### [Task description]
The answer must be an exact copy of the entries that follow, with all images removed.

[Supplied material Boundary: Start]

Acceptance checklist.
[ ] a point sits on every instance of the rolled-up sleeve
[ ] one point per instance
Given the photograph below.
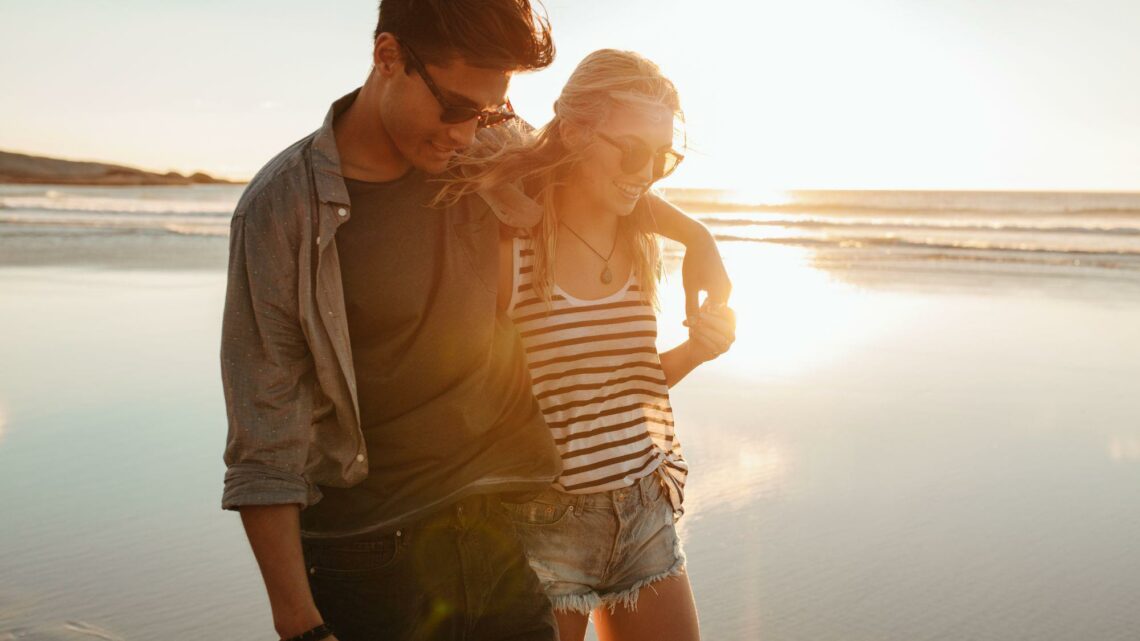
(267, 366)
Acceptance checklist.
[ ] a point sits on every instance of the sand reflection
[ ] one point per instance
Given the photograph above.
(792, 316)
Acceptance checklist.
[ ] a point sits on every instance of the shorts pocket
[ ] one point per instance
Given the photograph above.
(352, 560)
(537, 512)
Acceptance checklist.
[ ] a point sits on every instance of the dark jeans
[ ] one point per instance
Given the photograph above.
(458, 575)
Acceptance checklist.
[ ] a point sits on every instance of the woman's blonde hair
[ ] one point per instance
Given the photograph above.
(542, 161)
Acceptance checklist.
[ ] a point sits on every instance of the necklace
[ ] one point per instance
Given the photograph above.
(605, 276)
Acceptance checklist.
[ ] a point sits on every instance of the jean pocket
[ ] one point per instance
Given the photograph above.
(537, 512)
(352, 560)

[Supplied material Boundary: End]

### [Task answer]
Acceptance checklist.
[ ] a point sits on every instance of the rolled-up sleeve
[ ] one point per instance
Given the photograph below.
(267, 366)
Acceptance checklist.
[ ] a point sits on every instance of the sand reflection
[ ] one point per instance
Given the photograph above.
(792, 316)
Acceptance checklist.
[ ] a point sits on every instance of the shorts pocket
[ ] one point per instance
Given the photograph above.
(352, 560)
(537, 512)
Acceptance checklist.
[ ] a point sits on every instance of the dark jeans
[ ] one point per instance
Given the photograph above.
(458, 575)
Acceptance checklist.
[ ] a point sits on every instance of the woman's blonde hair
[ ] one point per instance
Given the photograph above.
(542, 161)
Acceptance checklist.
[ ] a point sits on every instance of the necklace
[ ] one point per instance
Given the photograph above.
(605, 276)
Acceptance checklist.
[ ] a point sits on every instance of the jean pocket
[ ] one point per instance
Given the photograph above.
(537, 512)
(352, 560)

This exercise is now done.